DOCUMENT TEXT =
Mattress Shopping Tips

Physical therapists recommend mattresses that let you relax but also support the natural S curve of the back.  Try several mattresses and spend 15 - 20 minutes per mattress trying out your favorite sleeping positions: on your back, side and stomach.  And if you have a significant other, she or he should participate in the test.

When you lie on your side if you feel your shoulders or hips sinking, then your spine is not aligned and the mattress is too soft.  If you feel any pain or pressure points, then the mattress is probably too firm.

It's a good idea to shop late in the day, when possible.  When you are fresh and rested in the morning, you might not notice some discomfort that could really bother you later in the day  when you're tired.   Also, look for a mattress store that offers a 30-day refund policy, so that you have an opportunity to really evaluate the mattress under actual use.

The "best" mattress doesn't have to be the most expensive one.  But whatever you pick should be well constructed.

 

Coil vs. Foam Mattresses

Many people  favor traditional coil mattresses for maximum comfort and support.  Coil density is an important factor:  the more coils per mattress,  the smaller the coils, and the more flexible the mattress.  680 coils or more per mattress provides good support and flexibility.  Heavier people will need larger, and therefore fewer coils per mattress, typically around 400.

Some people find that memory foam or latex mattresses are more comfortable, they are not necessarily better for your health or long term comfort.  These mattresses react to body heat and pressure and mold to the body's shape within minutes.

Segmentation mask listing =
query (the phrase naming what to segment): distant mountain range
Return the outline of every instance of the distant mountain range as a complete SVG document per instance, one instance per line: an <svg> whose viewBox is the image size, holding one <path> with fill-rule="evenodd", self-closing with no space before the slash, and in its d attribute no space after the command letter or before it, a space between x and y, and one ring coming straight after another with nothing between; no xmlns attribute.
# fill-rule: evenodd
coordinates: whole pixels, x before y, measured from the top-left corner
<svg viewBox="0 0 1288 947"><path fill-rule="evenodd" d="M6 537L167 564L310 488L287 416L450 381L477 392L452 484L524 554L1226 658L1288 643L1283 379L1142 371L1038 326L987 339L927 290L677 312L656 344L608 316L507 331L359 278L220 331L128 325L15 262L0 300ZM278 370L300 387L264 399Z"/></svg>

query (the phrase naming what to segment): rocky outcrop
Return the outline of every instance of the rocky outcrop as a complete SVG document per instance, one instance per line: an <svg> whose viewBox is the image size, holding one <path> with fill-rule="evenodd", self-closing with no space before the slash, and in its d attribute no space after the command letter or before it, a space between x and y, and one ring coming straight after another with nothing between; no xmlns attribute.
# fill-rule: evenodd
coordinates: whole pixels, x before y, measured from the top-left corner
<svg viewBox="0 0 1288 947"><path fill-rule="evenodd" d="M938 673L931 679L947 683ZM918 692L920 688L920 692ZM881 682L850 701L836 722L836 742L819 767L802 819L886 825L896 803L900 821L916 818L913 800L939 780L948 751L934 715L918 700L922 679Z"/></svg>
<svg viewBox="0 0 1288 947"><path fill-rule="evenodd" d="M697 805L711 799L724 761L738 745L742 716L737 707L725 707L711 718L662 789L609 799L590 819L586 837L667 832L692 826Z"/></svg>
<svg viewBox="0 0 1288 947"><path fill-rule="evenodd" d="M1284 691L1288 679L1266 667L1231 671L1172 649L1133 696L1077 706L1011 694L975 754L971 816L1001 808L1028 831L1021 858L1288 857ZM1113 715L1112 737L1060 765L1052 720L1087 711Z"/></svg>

REQUIREMENT 1 = Summarize the mattress shopping tips in two sentences.
REQUIREMENT 2 = According to the mattress shopping tips, how many coils per mattress provide good support and flexibility?
REQUIREMENT 3 = Rewrite everything from "It's a good" down to "under actual use." in the mattress shopping tips, swapping "30-day" for "60-day".
The listing isn't needed for any of this work.

SOLUTION 1 = Try several mattresses for 15 - 20 minutes each in your usual sleeping positions, ideally late in the day and at a store with a 30-day refund policy, and pick one that supports the back's natural S curve without being so soft that your spine is not aligned or so firm that you feel pain or pressure points. Coil mattresses with 680 or more coils give good support and flexibility, while memory foam and latex mattresses mold to the body but are not necessarily better for your health or long-term comfort.

SOLUTION 2 = 680 coils or more.

SOLUTION 3 =
It's a good idea to shop late in the day, when possible.  When you are fresh and rested in the morning, you might not notice some discomfort that could really bother you later in the day  when you're tired.   Also, look for a mattress store that offers a 60-day refund policy, so that you have an opportunity to really evaluate the mattress under actual use.